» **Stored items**
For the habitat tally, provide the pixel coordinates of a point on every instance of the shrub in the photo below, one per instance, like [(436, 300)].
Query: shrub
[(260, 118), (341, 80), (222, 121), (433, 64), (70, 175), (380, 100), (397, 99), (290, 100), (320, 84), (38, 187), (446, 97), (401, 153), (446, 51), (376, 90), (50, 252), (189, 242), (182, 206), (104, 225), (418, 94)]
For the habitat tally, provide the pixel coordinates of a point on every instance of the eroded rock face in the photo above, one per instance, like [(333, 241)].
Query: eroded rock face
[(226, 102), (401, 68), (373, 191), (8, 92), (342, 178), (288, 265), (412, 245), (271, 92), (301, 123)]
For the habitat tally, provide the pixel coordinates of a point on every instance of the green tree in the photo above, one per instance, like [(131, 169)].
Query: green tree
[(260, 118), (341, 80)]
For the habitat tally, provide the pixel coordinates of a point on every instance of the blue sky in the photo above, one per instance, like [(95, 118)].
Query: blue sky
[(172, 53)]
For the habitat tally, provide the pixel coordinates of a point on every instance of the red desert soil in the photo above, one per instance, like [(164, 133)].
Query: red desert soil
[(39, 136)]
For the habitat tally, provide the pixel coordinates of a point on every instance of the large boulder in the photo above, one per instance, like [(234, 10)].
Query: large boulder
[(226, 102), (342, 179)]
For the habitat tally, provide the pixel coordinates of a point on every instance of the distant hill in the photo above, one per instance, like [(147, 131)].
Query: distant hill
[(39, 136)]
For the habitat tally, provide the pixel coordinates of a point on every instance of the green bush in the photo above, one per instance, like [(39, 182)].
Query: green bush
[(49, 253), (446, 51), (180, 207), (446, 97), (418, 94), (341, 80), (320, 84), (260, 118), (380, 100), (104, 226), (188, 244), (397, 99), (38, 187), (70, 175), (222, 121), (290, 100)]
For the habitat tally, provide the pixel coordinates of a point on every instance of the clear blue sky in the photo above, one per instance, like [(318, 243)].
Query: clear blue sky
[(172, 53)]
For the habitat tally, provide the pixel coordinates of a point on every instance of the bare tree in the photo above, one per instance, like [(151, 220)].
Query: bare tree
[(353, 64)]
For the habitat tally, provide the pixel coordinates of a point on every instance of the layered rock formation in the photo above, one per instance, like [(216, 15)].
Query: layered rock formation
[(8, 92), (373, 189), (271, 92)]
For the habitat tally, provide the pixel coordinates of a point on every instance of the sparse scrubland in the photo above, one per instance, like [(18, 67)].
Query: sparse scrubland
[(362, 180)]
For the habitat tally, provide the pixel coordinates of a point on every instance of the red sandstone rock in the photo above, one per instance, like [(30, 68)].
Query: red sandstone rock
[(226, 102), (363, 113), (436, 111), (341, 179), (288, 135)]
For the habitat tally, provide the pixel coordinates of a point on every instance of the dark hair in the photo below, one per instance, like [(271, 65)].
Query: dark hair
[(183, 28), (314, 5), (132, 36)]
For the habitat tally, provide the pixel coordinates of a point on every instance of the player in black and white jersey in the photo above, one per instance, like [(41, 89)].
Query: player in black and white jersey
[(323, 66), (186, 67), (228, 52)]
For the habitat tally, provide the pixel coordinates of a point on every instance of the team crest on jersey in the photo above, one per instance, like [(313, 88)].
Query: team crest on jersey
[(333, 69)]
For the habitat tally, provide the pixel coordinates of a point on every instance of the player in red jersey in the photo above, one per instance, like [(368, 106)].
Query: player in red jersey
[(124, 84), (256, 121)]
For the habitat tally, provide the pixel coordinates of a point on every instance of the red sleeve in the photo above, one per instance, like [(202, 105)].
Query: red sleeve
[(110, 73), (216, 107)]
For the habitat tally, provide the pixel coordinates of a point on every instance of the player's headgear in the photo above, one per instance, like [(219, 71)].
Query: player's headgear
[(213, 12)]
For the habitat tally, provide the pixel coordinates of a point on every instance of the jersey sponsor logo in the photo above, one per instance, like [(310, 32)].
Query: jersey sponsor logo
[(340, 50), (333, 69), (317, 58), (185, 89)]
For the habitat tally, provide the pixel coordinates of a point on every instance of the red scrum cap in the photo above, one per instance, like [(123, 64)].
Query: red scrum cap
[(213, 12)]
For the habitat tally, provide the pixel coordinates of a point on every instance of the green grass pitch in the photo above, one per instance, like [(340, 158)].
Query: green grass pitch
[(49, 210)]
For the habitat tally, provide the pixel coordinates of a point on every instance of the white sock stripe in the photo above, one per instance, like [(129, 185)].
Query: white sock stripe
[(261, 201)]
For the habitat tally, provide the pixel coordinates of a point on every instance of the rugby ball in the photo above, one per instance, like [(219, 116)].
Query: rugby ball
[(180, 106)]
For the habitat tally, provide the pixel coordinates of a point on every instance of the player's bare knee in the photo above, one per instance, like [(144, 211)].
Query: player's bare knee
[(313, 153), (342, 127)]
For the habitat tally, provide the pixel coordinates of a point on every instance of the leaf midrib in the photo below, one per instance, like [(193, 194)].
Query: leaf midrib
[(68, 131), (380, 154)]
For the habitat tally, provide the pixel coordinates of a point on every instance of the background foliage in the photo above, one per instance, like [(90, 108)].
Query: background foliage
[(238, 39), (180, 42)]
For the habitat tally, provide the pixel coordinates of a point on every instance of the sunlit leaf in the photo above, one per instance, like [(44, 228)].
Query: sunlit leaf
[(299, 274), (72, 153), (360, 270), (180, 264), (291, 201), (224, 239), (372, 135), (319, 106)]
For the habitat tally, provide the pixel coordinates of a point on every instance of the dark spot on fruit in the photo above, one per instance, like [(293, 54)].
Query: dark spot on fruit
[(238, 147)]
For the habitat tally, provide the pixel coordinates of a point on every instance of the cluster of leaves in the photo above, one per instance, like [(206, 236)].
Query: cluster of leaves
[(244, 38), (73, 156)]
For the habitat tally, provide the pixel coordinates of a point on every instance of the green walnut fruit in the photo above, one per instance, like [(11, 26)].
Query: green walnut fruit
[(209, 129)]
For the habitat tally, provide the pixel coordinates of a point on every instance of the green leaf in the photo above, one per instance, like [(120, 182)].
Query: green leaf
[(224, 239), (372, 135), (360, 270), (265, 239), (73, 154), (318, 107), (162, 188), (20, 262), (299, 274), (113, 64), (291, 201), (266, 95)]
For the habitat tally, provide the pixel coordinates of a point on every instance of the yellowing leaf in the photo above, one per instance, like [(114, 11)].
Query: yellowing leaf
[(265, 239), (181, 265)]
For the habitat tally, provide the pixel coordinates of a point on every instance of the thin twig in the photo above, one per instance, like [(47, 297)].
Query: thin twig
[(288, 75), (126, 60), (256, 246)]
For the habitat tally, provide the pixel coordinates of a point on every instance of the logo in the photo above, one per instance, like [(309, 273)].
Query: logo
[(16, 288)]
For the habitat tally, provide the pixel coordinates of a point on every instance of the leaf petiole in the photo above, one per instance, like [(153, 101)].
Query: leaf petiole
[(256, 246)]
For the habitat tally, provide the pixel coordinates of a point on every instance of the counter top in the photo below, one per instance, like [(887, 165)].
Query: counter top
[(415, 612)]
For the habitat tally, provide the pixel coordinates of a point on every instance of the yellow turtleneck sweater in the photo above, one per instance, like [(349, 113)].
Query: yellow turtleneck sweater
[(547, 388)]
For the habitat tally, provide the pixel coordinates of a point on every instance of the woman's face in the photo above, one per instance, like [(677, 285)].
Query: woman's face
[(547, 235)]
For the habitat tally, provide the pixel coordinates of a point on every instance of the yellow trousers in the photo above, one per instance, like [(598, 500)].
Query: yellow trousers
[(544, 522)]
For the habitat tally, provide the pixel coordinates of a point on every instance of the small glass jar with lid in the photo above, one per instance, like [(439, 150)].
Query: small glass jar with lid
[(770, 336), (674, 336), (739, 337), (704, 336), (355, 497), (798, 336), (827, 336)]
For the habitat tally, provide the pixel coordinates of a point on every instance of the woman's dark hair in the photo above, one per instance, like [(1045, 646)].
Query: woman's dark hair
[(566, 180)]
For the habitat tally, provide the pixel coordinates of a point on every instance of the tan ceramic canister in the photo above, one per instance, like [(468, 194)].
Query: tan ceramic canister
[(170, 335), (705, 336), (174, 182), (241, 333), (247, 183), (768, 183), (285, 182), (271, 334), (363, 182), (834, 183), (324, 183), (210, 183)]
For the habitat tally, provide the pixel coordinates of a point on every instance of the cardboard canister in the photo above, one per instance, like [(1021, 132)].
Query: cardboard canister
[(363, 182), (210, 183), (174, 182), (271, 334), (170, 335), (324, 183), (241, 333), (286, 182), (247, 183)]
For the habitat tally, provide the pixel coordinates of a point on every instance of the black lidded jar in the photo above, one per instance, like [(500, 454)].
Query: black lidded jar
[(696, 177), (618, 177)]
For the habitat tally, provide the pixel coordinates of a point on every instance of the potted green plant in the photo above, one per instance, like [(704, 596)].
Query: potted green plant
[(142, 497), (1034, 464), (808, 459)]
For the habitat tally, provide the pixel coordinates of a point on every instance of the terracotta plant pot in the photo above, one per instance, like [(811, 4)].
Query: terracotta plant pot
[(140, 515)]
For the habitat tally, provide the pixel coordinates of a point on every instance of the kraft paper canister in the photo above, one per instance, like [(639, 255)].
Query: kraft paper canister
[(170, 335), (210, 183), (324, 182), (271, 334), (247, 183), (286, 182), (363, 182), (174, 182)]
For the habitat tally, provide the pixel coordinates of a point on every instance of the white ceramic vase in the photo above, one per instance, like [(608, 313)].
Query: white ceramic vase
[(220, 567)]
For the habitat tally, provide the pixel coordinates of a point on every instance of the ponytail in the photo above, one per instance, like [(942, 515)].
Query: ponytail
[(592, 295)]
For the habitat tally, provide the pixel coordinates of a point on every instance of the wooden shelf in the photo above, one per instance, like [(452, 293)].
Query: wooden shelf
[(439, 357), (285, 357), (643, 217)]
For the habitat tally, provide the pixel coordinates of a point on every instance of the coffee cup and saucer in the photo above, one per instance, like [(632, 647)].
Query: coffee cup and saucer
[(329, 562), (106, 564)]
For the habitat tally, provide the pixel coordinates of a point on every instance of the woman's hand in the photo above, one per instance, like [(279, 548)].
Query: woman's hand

» **What you should do**
Rewrite the data from the line containing "like [(340, 158)]." to the line containing "[(209, 129)]", both included, as a Markdown table with the columns n and Line, giving each line its own numbered row and omitting blank lines.

» **Result below**
| n | Line |
|---|---|
| 1 | For the habitat tally, provide the pixel coordinates of a point on every instance of the green grass pitch in the photo above, one per instance, like [(340, 158)]. |
| 2 | Query: green grass pitch |
| 3 | [(49, 210)] |
| 4 | For the habitat tally, provide the pixel coordinates of a point on every instance of the white sock stripe in the photo above, one per instance, like [(129, 185)]. |
| 5 | Query: white sock stripe |
| 6 | [(261, 201)] |
| 7 | For the habitat tally, provide the pixel coordinates of a point on every instance of the rugby ball in the photo above, one per instance, like [(219, 116)]. |
| 8 | Query: rugby ball |
| 9 | [(180, 106)] |
| 10 | For the habitat tally, provide the pixel coordinates of a point on every instance of the player's bare knee in the photo above, one per instance, like [(144, 211)]. |
| 11 | Query: player's bare knee |
| 12 | [(313, 153), (342, 127)] |
| 13 | For the habitat tally, provide the pixel coordinates of a point on every instance of the leaf midrib in the photo below, one per instance, like [(193, 194)]. |
| 14 | Query: leaf midrib |
| 15 | [(68, 131), (380, 154)] |
| 16 | For the habitat tally, provide the pixel coordinates of a point on every instance of the background foliage in the photo above, one per instance, like [(90, 108)]. |
| 17 | Query: background foliage |
| 18 | [(238, 39), (180, 42)] |
| 19 | For the habitat tally, provide the pixel coordinates of a point on every instance of the sunlit leaf in the photo above, one per instance, like [(44, 228)]. |
| 20 | Query: sunlit leaf |
| 21 | [(299, 274), (72, 153), (360, 270), (180, 264), (291, 201), (224, 239), (372, 135), (319, 106)] |
| 22 | For the habitat tally, provide the pixel coordinates of a point on every instance of the dark spot on fruit in the photo above, one per instance, like [(293, 54)]. |
| 23 | Query: dark spot on fruit |
| 24 | [(238, 147)] |
| 25 | For the habitat tally, provide the pixel coordinates of a point on every instance of the cluster of leaves in the photo above, one per instance, like [(206, 236)]. |
| 26 | Query: cluster of leaves |
| 27 | [(244, 38), (73, 156)] |
| 28 | For the habitat tally, provide the pixel coordinates of a point on every instance of the green walnut fruit in the photo above, one per instance, like [(11, 26)]. |
| 29 | Query: green walnut fruit |
| 30 | [(209, 129)] |